Consignes:
[1] Filtrez les lignes ci-dessous et recopiez chacune de celles qui contiennent le mot « stream ».
[2] Prolongez l'article sur Solinum et l'aide numérique aux sans domicile fixe en reprenant juste après sa dernière phrase.

Extrait du texte:
============================================================

Avec Solinum, à seulement 24 ans, cette ingénieure a mis la technologie à disposition des sans domicile fixe. Ou comment le numérique solidaire change le quotidien dans le rue.
« C’était une évidence, assure Victoria Mandefield. Quand je suis montée à Paris, j’ai été confrontée à une grande précarité. C’était choquant pour moi qui arrivais des Vosges, je n’étais pas habituée à cela. Il fallait que je fasse quelque chose ».
L’évidence ? Celle de permettre aux personnes en grande précarité, pour qui le quotidien se vit dans la rue, d’obtenir des informations sans dépendre de personne, en toute autonomie : où trouver une douche publique, une distribution de nourriture, des wc publics, l’horaire d’ouverture des bibliothèques, des plans wifi publics.
« L’idée est aussi de casser les préjugés et les stéréotypes à l’encontre des sans domicile fixe, explique la jeune femme. Ca peut paraître étrange, mais oui, les SDF ont des Smartphones. Les gens ne comprennent pas la diversité de profils des SDF. Il ne s’agit pas de barbus alcooliques de 50 ans. Aujourd’hui ce sont aussi des femmes, des familles, des exilés, des réfugiés, des enfants : c’est très divers. Mais le grand public est resté bloquée sur cette image et pense qu’une personne SDF n’a pas accès au numérique. C’est faux. Et de renchérir, en poursuivant son récit, pleine de dynamisme, comme si le temps lui était compté : quand on pense au numérique, on pense exclusion, mais avec l’administration, où tout est numérisé, nous, on a préféré voir le côté positif. Avec les copains de prépa, on s’est dit qu’il fallait penser les choses de façon intelligente, que numérique pouvait créer du lien et de l’efficacité dans l’action sociale. Il faut évidemment le prendre comme un outil, pas comme une solution ».
Hyperactive, tournée vers les autres
Victoria Mandelfied est une geek, hyperactive. Elle a additionné ses compétences en technologie et en entreprenariat pour aider les plus démunis. En 2017, alors en études d’ingénieur, du haut de ses 22 ans, elle lance Solinum, Solidarité numérique, une association dont le but est de mettre le numérique au service des SDF.

============================================================

Lignes extraites:
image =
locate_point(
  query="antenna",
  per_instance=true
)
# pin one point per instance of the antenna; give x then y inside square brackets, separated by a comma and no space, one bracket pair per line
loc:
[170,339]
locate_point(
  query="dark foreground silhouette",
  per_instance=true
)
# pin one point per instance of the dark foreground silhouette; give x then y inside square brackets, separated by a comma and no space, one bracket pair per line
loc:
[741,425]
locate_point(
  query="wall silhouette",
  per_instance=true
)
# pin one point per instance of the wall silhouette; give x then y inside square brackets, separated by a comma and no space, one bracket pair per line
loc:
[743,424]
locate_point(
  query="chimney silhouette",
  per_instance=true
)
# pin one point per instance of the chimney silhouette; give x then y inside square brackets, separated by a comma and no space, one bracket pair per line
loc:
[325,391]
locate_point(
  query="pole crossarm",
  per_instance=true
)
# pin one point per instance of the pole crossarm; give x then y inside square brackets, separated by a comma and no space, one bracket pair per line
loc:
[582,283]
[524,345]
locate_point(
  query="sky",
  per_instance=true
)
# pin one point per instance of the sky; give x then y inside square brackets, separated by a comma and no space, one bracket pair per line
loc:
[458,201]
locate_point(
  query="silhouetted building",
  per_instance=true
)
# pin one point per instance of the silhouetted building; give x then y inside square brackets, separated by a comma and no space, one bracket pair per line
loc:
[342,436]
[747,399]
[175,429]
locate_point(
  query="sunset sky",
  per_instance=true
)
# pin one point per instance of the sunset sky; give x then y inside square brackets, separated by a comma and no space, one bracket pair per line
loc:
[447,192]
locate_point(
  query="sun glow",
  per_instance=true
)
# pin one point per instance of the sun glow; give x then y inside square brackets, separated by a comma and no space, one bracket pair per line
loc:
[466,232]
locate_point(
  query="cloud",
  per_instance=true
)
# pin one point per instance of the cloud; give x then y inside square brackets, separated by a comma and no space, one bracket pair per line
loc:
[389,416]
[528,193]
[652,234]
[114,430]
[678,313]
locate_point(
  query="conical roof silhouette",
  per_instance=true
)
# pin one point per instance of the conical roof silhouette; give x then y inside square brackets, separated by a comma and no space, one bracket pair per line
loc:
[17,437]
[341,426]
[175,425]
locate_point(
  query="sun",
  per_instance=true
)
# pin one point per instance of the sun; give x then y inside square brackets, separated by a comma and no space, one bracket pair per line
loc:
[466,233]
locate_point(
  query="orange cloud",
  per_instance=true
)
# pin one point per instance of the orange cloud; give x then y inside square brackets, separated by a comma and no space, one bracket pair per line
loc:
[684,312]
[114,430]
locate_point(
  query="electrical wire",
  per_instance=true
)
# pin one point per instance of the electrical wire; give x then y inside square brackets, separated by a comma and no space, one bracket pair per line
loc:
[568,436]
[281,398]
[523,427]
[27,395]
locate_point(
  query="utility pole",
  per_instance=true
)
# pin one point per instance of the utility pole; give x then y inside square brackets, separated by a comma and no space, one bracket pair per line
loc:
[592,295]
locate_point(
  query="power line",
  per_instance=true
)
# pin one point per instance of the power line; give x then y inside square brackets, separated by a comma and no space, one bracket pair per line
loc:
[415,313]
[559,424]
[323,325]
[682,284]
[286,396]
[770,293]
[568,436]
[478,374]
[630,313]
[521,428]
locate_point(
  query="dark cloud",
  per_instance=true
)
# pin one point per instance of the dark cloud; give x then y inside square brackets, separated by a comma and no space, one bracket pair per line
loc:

============================================================

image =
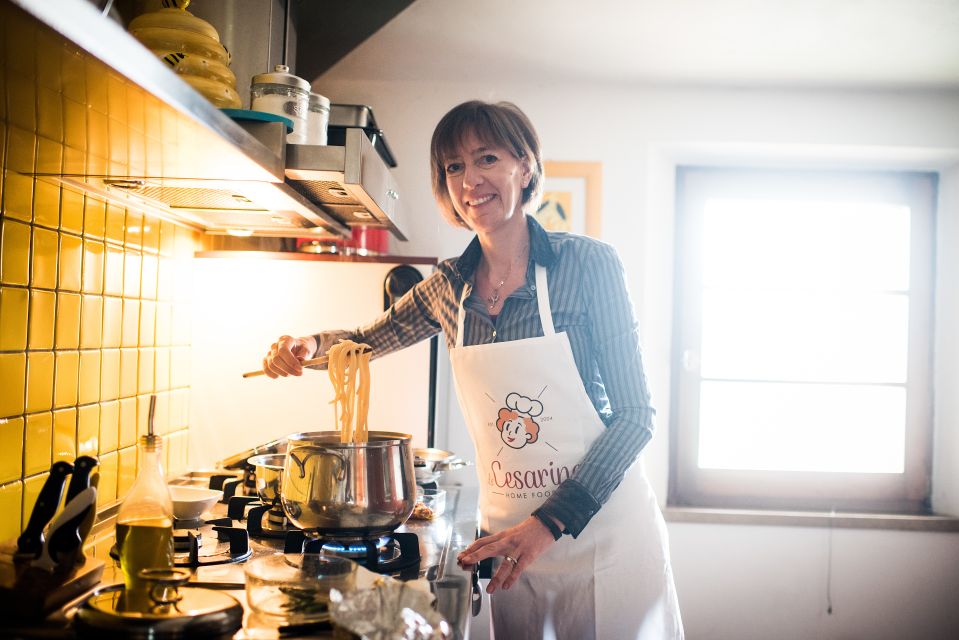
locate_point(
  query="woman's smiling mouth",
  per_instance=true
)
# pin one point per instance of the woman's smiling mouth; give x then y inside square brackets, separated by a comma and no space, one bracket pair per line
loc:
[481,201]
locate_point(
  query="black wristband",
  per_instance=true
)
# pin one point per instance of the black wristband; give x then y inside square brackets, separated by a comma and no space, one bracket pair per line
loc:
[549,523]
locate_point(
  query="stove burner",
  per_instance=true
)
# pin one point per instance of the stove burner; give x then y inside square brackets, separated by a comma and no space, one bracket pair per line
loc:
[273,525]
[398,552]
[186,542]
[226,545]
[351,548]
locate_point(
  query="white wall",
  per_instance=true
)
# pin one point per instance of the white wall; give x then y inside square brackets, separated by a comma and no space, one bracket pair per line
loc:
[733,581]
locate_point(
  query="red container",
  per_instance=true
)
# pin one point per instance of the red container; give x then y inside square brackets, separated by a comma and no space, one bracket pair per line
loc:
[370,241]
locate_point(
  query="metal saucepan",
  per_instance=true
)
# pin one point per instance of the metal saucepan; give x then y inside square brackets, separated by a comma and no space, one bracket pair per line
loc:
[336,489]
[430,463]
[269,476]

============================================================

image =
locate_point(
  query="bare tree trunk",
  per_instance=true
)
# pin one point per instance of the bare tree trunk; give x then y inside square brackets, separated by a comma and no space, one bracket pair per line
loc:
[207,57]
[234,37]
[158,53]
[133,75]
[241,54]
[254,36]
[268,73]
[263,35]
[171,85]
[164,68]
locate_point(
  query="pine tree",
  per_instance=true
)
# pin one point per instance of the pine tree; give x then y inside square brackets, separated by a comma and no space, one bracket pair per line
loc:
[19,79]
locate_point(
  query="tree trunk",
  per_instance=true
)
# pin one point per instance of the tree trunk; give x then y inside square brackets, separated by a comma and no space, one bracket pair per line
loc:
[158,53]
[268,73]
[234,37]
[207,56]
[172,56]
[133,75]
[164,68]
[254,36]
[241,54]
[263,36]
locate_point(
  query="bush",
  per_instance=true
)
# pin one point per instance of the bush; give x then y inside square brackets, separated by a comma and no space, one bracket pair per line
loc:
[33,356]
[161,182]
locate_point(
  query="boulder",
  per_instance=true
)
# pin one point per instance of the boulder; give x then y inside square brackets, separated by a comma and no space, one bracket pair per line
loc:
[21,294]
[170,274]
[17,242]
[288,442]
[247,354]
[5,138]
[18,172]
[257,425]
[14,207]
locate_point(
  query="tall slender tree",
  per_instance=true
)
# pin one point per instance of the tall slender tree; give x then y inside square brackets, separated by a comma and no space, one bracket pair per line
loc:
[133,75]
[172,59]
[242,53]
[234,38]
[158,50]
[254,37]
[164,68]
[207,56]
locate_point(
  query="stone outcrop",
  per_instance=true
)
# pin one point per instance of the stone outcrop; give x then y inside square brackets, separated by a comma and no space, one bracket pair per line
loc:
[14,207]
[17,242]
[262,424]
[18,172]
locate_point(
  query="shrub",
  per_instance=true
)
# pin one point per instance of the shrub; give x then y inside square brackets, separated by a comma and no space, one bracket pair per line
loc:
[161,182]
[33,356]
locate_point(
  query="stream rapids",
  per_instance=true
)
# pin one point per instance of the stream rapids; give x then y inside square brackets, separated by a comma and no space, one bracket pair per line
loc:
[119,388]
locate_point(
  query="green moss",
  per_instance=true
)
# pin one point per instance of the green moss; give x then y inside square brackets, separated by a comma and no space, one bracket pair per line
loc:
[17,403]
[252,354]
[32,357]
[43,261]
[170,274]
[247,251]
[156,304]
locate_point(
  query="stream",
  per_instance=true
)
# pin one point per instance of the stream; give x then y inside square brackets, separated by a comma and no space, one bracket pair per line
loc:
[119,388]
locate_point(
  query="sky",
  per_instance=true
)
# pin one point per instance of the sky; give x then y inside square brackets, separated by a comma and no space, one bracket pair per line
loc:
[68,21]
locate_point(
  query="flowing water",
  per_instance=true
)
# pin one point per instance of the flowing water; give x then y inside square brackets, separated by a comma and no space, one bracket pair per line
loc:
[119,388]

============================================================

Réponses aux consignes:
[1]
  query="stream rapids",
# pin one point per instance of the stream rapids; give x then y inside square brackets, separated by a comma and no space, one bracket pair per line
  query="stream",
# pin one point per instance of the stream; give x then y inside square brackets, separated by a comma and no space, one bracket pair per line

[2]
En 2018, le Soliguide voit le jour. Cette plateforme, composée d’une carte interactive mise à jour quotidiennement par des bénévoles, permet aux personnes précaires d’avoir facilement accès aux informations de première nécessite. « Pendant mes études d’ingénieur, je faisais des maraudes auprès de SDF à Paris. J’avais aussi déjà fait du bénévolat aux USA. Mais c’est en France que j’ai réalisé que le numérique pouvait véritablement aider les plus précaires, raconte l’ancienne étudiante de l’ECE Tech. Les SDF me demandaient des informations basiques. J’avais listé sur papier les lieux où il était possible de manger, dormir, se laver. Ce n’était pas très pratique. Donc j’ai commencé à tout noter sur mon Smartphone, puis à faire un fichier Excel. Et voilà comment le projet est né. »
Aujourd’hui, Solinum travaille en lien avec le 115, qui utilise le guide imaginé par l’ingénieure pour orienter par téléphone des personnes dans le besoin. « Une grande fierté pour nous ». En plus du site internet, l’association dispose aussi de bornes interactives permettant aux personnes précaires de s’orienter. Le Soliguide est quant à lui implanté à Bordeaux, Paris, Nantes, et se développe en Seine Saint-Denis, dans les Hauts de Seines et les Yvelines. Plus de 5000 structures sont référencées en France.
« Beaucoup de villes nous ont contactées. On a notamment très envie de s’implanter à Strasbourg, où il existe des actions sociales très dynamiques, mais on a besoin de se structurer pour voir comment bien s’implanter ailleurs, ajoute la jeune femme. Il n’y a rien de pire que des projets qui se déploient sans écouter en amont le terrain, sans aller à la rencontre des premiers concernés, sans prendre en compte les différences régionales et sans s’adapter aux besoins locaux. »
Rester en contact
Désormais directrice salariée à plein temps, à la tête d’une structure qui fait vivre sept personnes, Victoria Mandefield poursuit néanmoins toujours ses maraudes, « pour rester en contact avec les SDF », et sensibiliser les travailleurs dans des lieux référencées par le Soliguide pour qu’ils parlent du guide aux SDF. « On est très contents de pouvoir les orienter mais ça ne va pas les sortir de la rue automatiquement. »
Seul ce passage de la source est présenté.